Assignment
Retype each entry below, keeping every character the same.

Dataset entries
::::
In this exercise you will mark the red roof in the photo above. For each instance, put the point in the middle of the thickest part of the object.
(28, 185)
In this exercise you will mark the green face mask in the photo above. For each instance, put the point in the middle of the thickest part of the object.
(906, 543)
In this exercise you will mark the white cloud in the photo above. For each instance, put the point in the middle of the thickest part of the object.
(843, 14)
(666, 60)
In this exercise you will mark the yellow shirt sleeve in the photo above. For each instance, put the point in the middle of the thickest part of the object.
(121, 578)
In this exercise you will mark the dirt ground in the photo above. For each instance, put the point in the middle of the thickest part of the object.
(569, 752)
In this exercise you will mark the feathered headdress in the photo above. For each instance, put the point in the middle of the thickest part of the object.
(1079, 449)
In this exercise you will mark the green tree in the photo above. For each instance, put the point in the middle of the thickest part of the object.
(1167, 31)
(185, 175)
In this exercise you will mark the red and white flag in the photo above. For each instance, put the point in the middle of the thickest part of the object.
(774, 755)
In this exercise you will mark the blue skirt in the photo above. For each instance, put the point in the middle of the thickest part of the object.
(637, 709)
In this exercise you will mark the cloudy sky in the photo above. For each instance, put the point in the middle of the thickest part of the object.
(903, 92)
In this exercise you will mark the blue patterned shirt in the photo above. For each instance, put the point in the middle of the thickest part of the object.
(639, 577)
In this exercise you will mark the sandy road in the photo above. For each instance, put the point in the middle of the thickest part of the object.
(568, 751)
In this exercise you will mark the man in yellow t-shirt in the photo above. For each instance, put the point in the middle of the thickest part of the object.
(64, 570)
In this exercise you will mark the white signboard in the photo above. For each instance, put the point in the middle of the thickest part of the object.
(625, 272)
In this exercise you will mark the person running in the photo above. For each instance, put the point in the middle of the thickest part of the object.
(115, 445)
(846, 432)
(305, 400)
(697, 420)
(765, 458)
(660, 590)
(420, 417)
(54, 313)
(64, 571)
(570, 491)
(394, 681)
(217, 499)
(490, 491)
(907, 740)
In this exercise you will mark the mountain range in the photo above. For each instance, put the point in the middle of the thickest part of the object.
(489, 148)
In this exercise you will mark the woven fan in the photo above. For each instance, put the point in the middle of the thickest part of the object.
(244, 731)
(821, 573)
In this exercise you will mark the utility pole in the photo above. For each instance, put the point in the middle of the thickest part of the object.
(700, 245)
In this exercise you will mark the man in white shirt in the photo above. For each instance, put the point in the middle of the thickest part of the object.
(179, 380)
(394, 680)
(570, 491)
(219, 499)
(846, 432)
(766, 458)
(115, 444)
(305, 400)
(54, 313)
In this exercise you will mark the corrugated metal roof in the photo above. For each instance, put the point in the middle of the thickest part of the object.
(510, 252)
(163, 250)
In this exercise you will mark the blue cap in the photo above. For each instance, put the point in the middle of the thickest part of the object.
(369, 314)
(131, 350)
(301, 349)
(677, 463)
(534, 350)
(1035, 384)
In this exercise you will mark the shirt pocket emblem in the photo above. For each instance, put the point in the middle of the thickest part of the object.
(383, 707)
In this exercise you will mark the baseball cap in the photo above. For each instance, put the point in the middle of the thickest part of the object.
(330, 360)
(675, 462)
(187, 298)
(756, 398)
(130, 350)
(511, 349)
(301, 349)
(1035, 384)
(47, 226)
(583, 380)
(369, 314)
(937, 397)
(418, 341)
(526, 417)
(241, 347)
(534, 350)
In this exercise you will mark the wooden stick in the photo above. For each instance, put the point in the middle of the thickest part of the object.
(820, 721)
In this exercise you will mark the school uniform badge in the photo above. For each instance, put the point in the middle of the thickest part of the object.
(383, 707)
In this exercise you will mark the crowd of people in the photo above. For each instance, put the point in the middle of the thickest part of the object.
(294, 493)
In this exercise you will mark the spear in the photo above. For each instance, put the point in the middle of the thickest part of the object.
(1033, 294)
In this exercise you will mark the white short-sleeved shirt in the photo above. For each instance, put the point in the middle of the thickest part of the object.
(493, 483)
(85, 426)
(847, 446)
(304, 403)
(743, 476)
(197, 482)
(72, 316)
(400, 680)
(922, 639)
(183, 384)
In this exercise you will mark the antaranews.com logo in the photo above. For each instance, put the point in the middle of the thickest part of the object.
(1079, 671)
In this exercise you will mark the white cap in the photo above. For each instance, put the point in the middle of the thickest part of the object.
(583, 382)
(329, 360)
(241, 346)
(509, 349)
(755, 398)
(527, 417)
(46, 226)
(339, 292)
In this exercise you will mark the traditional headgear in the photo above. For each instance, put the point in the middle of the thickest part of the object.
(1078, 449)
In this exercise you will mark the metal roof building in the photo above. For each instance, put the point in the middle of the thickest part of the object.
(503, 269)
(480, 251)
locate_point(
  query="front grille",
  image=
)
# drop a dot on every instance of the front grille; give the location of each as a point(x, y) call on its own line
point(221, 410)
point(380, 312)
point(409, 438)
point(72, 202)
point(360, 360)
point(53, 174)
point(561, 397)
::::
Solved exercise
In this exercise you will mark the red roof in the photo above. For each instance, put the point in the middle of the thickest part of the object.
(28, 185)
In this exercise you will mark the green face mask in the photo above. For each instance, put the point in the middle of the thickest part of the object.
(906, 543)
In this exercise you will mark the white cloud in the photo above. For each instance, put the point in the middle of the thickest part of the object.
(843, 14)
(666, 60)
In this exercise you will mark the yellow shirt sleeve in the photo above. For each instance, put the point in the middle of the thickest part of the object.
(121, 578)
In this exercise you will mark the dirt ground in the photo above. For each instance, put the point in the middle of the thickest part of the object.
(569, 752)
In this exercise you will mark the feathered headdress in the photo above. For each instance, put the point in the middle of the thickest part of the object.
(1079, 449)
In this exercise you will mark the green tree in the photo above. For each instance, put the point in the middle of the thickest part of the object.
(1167, 31)
(185, 175)
In this exercise you will mark the red and white flag in the photo above. For each instance, put the point in the middle of the thickest part of the object.
(774, 755)
In this exercise you will mark the blue skirt in the photo above. For each instance, put the point in the middle of the thickest part of the object.
(637, 709)
In this exercise you will mark the cloudy sky in the photo above. For each instance, put the point in the middle of the thickest part of the object.
(903, 92)
In this exercise you will mark the blue patterned shirt in the photo above. For each instance, put the point in the middle of the thickest part of the object.
(639, 577)
In this exercise you will mark the sandy road in the photo above. For each instance, put the point in the middle of the thickest part of the object.
(568, 751)
In this exercise you will mark the man in yellow t-shirt in the photo above. For each instance, put the point in the middle of the thickest part of the object.
(64, 570)
In this exercise you will mark the white signboard in the photo above. For each instance, put the point in the middle of the thickest part of the object.
(625, 272)
In this exercise you will mark the person running in the photo above. For each instance, put the point in the middle of the thickest part of the object.
(115, 445)
(846, 432)
(305, 400)
(697, 420)
(765, 458)
(660, 590)
(420, 417)
(54, 313)
(64, 571)
(570, 491)
(394, 681)
(217, 499)
(490, 491)
(907, 740)
In this exercise you will mark the mountain range in the photo above. For each instance, put the point in the middle of the thickest part of the object.
(489, 148)
In this exercise you will mark the woven fan in the photo above. For each instance, put the point in the middle of the thickest part of the object.
(244, 731)
(821, 573)
In this exercise you will mark the utility pole in the photo above. For each instance, put the point in the middle of the thickest part of the object.
(700, 245)
In this exercise you will mark the man in white shirt in the photo above. For each instance, put the point in the middle of the thickest part of the object.
(179, 380)
(394, 680)
(570, 491)
(219, 499)
(846, 432)
(766, 458)
(115, 444)
(305, 400)
(54, 313)
In this exercise you will mark the corrugated metal roof in the photo above. For each instance, put the point in the middle of the thickest part of the object.
(510, 252)
(163, 250)
In this exercise you will mark the blue cap in the photo above. For each instance, put the point in the middle of the thickest part of the object.
(369, 314)
(131, 350)
(301, 349)
(677, 463)
(534, 350)
(1035, 384)
In this exercise you will mark the shirt pocket emblem in the photo above. For each instance, put the point in the middle of the thickest part of the object.
(383, 707)
In this exercise you will mark the baseball cap in the photo above. For each instance, put the point in the middle of the thickest part of the object.
(330, 360)
(675, 462)
(187, 298)
(756, 398)
(130, 350)
(511, 349)
(301, 349)
(1035, 384)
(47, 226)
(583, 380)
(369, 314)
(937, 397)
(418, 341)
(526, 417)
(241, 347)
(534, 350)
In this exercise you will mark the wooden stick in the photo above. For each instance, put the point in the middle of the thickest part of the object.
(820, 721)
In this exercise you will mark the school uniform badge in the photo above. For each instance, put the point in the middle of the thickest part of the object.
(383, 707)
In this exercise you will mark the crowd of people in the photo above. For each instance, put the point in the middle of the thickest part of the object.
(294, 493)
In this exercise you will mark the spear in the photo above. For each instance, put the point in the middle of the thickest part of the object.
(1033, 294)
In this exercise you will mark the white short-sleeved shirt in the photo above. For each instance, put the point in the middle of the thickest part of the object.
(493, 483)
(85, 426)
(847, 446)
(304, 403)
(743, 476)
(197, 482)
(72, 316)
(400, 680)
(922, 639)
(183, 384)
In this exercise you will mark the antaranews.com logo in the photo above. For each instance, put the point in the middle of the thickest part of the object.
(1079, 671)
In this exercise you will mark the white cap in the photo above. For each instance, put the point in the middle of the thickest part of the object.
(583, 382)
(329, 360)
(241, 346)
(509, 349)
(755, 398)
(527, 417)
(46, 226)
(339, 292)
In this exercise you will mark the traditional headgear in the photo above. For each instance, put the point in the middle of the thickest part of the object.
(1078, 449)
In this exercise you will mark the metal roof building in the photo above. For each instance, put the point in the middle of the thickest part of the object.
(503, 269)
(480, 251)
locate_point(
  query="front grille",
  image=
)
# drop a dot on every instance of the front grille; give the location of each as a point(x, y) call on its own line
point(221, 410)
point(380, 312)
point(409, 438)
point(72, 202)
point(360, 360)
point(53, 174)
point(561, 397)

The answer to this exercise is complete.